(Saved data entries)
* * * * *

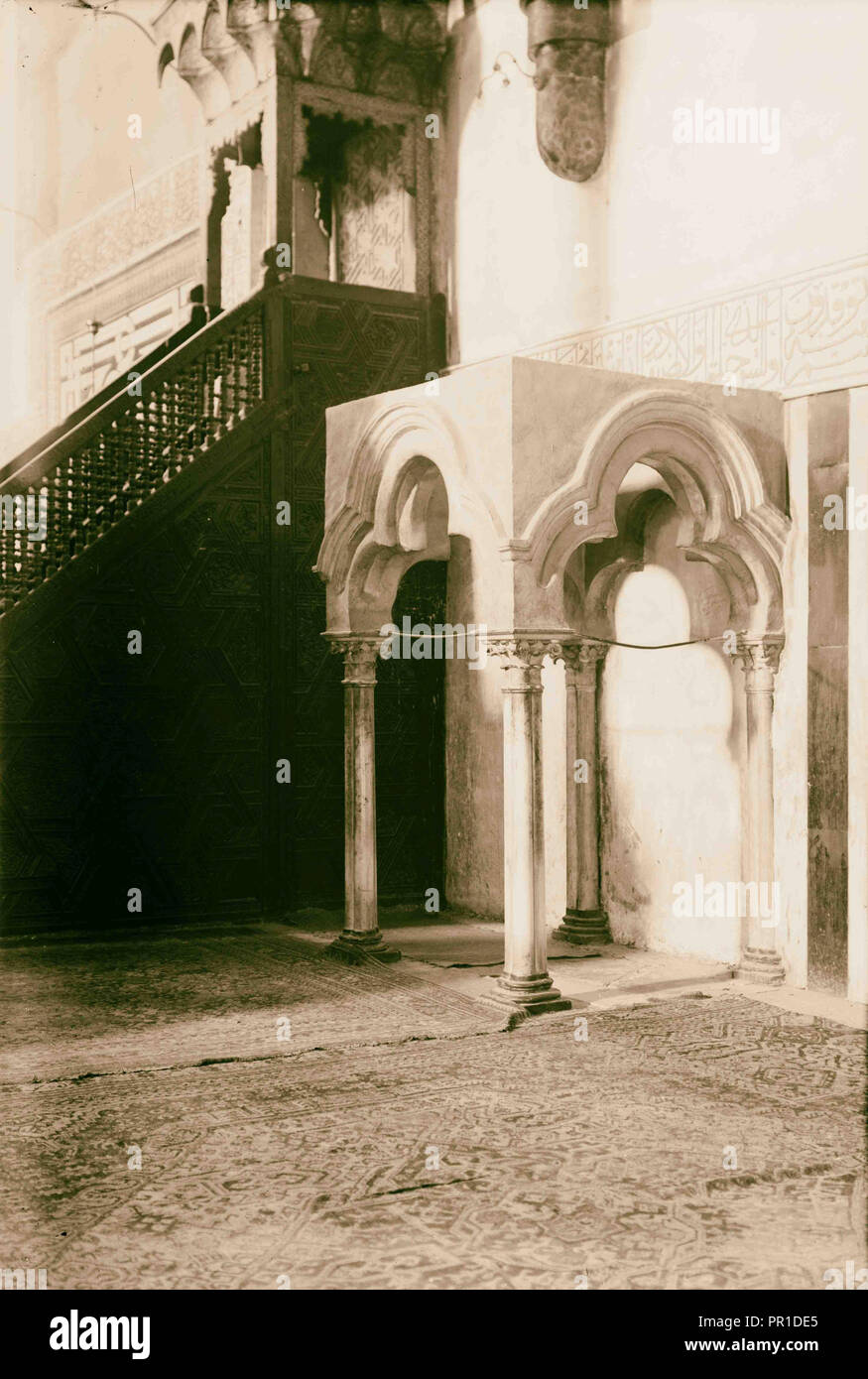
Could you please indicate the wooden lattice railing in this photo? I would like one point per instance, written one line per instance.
(94, 474)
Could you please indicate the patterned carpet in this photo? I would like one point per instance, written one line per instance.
(557, 1157)
(180, 997)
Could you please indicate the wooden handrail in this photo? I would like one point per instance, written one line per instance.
(67, 494)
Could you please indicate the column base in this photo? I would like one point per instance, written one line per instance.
(530, 994)
(584, 927)
(762, 967)
(352, 946)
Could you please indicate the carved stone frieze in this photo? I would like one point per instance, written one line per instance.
(801, 334)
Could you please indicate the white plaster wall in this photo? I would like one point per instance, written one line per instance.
(687, 221)
(666, 223)
(671, 745)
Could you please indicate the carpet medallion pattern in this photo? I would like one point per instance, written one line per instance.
(688, 1144)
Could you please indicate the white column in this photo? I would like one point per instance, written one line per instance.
(362, 930)
(761, 960)
(525, 982)
(584, 922)
(857, 711)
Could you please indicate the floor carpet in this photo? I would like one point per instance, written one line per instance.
(688, 1144)
(180, 997)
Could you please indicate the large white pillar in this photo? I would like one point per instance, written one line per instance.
(761, 960)
(857, 711)
(362, 922)
(584, 920)
(525, 982)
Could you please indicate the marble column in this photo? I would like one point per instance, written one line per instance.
(362, 930)
(761, 960)
(525, 982)
(584, 920)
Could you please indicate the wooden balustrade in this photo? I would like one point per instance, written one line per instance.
(94, 474)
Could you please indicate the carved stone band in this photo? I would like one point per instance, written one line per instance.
(759, 654)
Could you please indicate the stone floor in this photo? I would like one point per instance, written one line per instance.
(304, 1123)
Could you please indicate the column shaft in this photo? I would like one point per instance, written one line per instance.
(761, 960)
(584, 920)
(525, 983)
(362, 922)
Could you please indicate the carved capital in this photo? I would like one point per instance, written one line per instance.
(359, 658)
(567, 45)
(761, 657)
(582, 657)
(523, 654)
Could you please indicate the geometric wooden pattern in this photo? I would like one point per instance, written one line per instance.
(159, 770)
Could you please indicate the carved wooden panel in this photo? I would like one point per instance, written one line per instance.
(158, 771)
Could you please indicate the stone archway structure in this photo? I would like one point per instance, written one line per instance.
(525, 459)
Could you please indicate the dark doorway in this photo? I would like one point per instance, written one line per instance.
(412, 749)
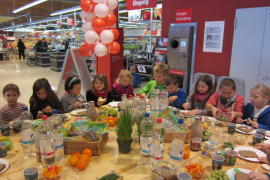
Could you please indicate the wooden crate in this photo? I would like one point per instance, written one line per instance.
(169, 136)
(96, 147)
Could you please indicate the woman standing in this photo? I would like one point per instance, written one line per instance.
(21, 48)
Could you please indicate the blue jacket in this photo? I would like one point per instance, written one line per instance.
(182, 98)
(264, 118)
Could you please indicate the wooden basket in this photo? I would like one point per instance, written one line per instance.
(169, 136)
(96, 147)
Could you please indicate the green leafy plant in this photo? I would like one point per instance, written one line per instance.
(124, 126)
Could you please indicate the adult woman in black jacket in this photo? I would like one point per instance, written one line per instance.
(21, 48)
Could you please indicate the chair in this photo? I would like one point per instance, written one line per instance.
(197, 76)
(240, 86)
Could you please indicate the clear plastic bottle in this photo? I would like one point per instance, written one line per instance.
(157, 145)
(177, 145)
(27, 133)
(92, 112)
(146, 139)
(47, 150)
(57, 136)
(163, 99)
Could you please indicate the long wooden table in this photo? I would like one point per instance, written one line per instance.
(126, 165)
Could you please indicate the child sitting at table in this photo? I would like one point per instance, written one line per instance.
(72, 97)
(160, 74)
(258, 110)
(226, 100)
(177, 96)
(13, 109)
(99, 91)
(122, 85)
(199, 97)
(44, 99)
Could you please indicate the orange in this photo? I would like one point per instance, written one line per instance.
(88, 152)
(85, 157)
(81, 164)
(73, 160)
(77, 154)
(186, 154)
(111, 123)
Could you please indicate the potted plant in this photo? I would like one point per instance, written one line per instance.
(124, 131)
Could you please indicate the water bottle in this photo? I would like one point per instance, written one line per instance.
(146, 139)
(157, 145)
(164, 100)
(27, 133)
(47, 151)
(155, 101)
(57, 135)
(177, 145)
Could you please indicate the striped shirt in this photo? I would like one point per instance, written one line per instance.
(10, 114)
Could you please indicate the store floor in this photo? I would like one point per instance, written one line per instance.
(17, 72)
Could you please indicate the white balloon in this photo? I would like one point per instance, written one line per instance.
(112, 4)
(91, 37)
(87, 16)
(101, 10)
(87, 26)
(106, 36)
(100, 50)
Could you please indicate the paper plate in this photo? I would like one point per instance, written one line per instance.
(257, 151)
(252, 132)
(3, 161)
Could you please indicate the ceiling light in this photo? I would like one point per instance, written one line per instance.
(28, 5)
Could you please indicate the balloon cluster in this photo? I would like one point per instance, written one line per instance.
(99, 28)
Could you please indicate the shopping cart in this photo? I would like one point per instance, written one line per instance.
(31, 57)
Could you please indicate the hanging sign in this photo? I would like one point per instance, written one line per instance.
(140, 4)
(183, 15)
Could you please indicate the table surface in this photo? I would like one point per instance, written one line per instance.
(126, 165)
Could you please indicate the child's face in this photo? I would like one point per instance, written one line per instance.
(76, 90)
(11, 97)
(257, 99)
(172, 88)
(202, 87)
(125, 81)
(160, 78)
(42, 94)
(99, 85)
(227, 92)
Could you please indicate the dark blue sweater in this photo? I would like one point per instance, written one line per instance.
(182, 97)
(264, 118)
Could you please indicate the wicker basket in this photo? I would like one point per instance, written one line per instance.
(169, 136)
(96, 147)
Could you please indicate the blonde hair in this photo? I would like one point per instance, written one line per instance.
(102, 78)
(124, 73)
(161, 68)
(263, 91)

* * * * *

• EXERCISE GOAL:
Can you turn the material above into a two-column CSV headed "prompt" and "points", with one row for each line of wording and the coordinates that follow it, each value in a single quoted field and line breaks replaced by spaces? Leave the pictures out.

• EXERCISE ANSWER:
prompt,points
"Could you please indicate the wooden lattice railing in this photo? I would like one point per instance, written one line per instance.","(94, 474)"
"Could you please indicate the patterned carpet in this photo? I would like one point per instance, written one line per instance.","(557, 1157) (180, 997)"
"Could you please indicate the wooden handrail in this photo? I would like one point per instance, written one line per instance.","(67, 494)"
"Could you please indicate the column base in this photo? I would like one point per instance, written one line per instance.","(530, 994) (584, 927) (762, 967) (352, 946)"
"Could you please indicate the carved stone frieze in this photo? I would like one point per instance, written one line per instance.","(801, 334)"
"Could you please indicate the white plaster wall in this photo? I would like one point per instance, written one line per instance.","(687, 221) (666, 223) (671, 745)"
"Could you please indicate the carpet medallion pattern in this photo? I would like one point per instance, written one line per instance.","(688, 1144)"
"Could you please indicate the white column in this photo? I would like one point per instance, written one line per instance.","(362, 930) (761, 960) (525, 982) (584, 922) (857, 711)"
"Could you please indicate the floor carpet in this photo? I would like one point per instance, written one line per instance.","(688, 1144) (180, 997)"
"Could you please indicate the large white pillar in this photo? I would like one point per instance, written one line per instance.","(761, 960) (857, 711) (362, 922) (584, 920) (525, 982)"
"Could you please indicate the marble column in this photo? I would like one point per instance, written one line per instance.","(362, 930) (761, 960) (525, 982) (584, 920)"
"Could you please indicate the wooden balustrade in this photo? I would like one point per instance, written one line per instance.","(94, 474)"
"Could you please indicate the carved stone band in this photo? I would like one point per instance, written one line per instance.","(759, 654)"
"Could you please indicate the stone floor in this photo? I would like one point per instance, written one line per instance.","(304, 1123)"
"Could you please indicate the column shaft in this photo? I would like one point per instance, written one line per instance.","(761, 960) (584, 920) (525, 983) (362, 922)"
"Could you please indicate the carved capital in this photo? I would like one point per instance, written one line per instance.","(359, 658) (567, 45) (761, 657) (582, 657) (523, 654)"
"Could you please indicate the geometric wooden pattern in this photo? I would like one point per instance, written one line per instance.","(159, 770)"
"Could you please indicate the carved wooden panel in this photo? I would like one point per instance, written one line per instance.","(158, 771)"
"Could you please indicate the stone archway structure in this photo? I would like one point per instance, written one line per instance.","(525, 459)"
"Could you please indicate the dark doorway in this photo? I would like one point per instance, written one line per instance.","(412, 749)"
"Could you please indicate the wooden crate in this photo? I would like one point per instance, written one line per instance.","(169, 136) (96, 147)"
"Could you please indicate the woman standing in this photo? I would like one point per instance, written one line per instance.","(21, 48)"
"Could you please indicate the blue jacket in this photo? I would like one point per instance, written one line per instance.","(182, 98) (264, 118)"
"Could you please indicate the wooden basket in this photo? I would like one point per instance, written one line per instance.","(169, 136) (96, 147)"
"Could you please indicate the green leafy plant in this photo? I would like one point per instance, written one line per instance.","(124, 126)"
"Could you please indicate the adult woman in black jacket in this photo? I would like one point per instance, written one line per instance.","(21, 48)"
"Could you please indicate the chair in this photo? I would like one point per instance, written one line per instance.","(197, 76) (240, 86)"
"Could you please indicate the clear plastic bottle in this photo? I would like one point per instance, written one line per instance.","(157, 145) (177, 145) (27, 133) (92, 112) (146, 139) (47, 150) (57, 136) (163, 99)"
"Could you please indicate the long wooden table in this photo? I would like one point per instance, written one line per instance.","(126, 165)"
"Could you please indicate the child sitting at table in this photo? I would like one point per instance, written one line per instance.","(72, 97) (160, 74) (258, 110) (226, 100) (177, 96) (13, 109) (99, 91) (122, 85) (199, 97) (44, 99)"
"Could you please indicate the orange in this photo? I would like one point per instance, written one line per instance.","(88, 152) (85, 157) (81, 164) (73, 160) (77, 154) (186, 154) (111, 123)"
"Could you please indicate the potted plant in this photo? I would like one point per instance, written one line per instance.","(124, 131)"
"Could you please indicate the water bottle in this photo? I would like one point per instance, written one line per instance.","(146, 139) (157, 145) (164, 100) (27, 133) (47, 151) (155, 101) (57, 135) (177, 145)"
"Could you please indicate the striped shirt in this photo? I would like one point per instance, written one line per instance.","(10, 114)"
"Could you please indicate the store floor in this photo? I would like one point per instance, written one line per instance.","(17, 72)"
"Could you please indicate the white balloon in this photo? I would like one point per instance, written one line per instance.","(112, 4) (91, 37) (87, 16) (101, 10) (87, 26) (106, 36) (100, 50)"
"Could you please indicate the paper plate in this photo? I would like one point per instance, written one line per instance.","(257, 151) (252, 132) (3, 161)"
"Could you please indicate the ceiling light in this photo? I would like one point per instance, written one line per instance.","(28, 5)"
"Could you please indicate the balloon cluster in this photo? I would like one point per instance, written one line per instance.","(99, 28)"
"Could you please indicate the shopping cart in this photo? I would like one point per instance, written one line per instance.","(31, 57)"
"Could you please indicate the hanging sign in this photo? I would like one point per instance, written one line per instance.","(140, 4) (183, 15)"
"Could you please indicate the table surface in this photo? I would like one point per instance, written one line per instance.","(126, 165)"
"Could you please indicate the child's face in this photo? I would like one point per instance, written one line per instance.","(76, 90) (11, 97) (257, 99) (172, 88) (202, 87) (125, 81) (160, 78) (42, 94) (99, 85) (227, 92)"
"Could you please indicate the dark blue sweater in this photo? I would like one point per instance, written one line per instance.","(182, 97) (264, 118)"
"Could you please indicate the wicker basket in this photo? I would like one point per instance, written one line per instance.","(169, 136) (96, 147)"
"Could you please indicate the blonde hair in this photo? I would like one point per instance, written one line per instance.","(102, 78) (124, 73) (161, 68) (263, 91)"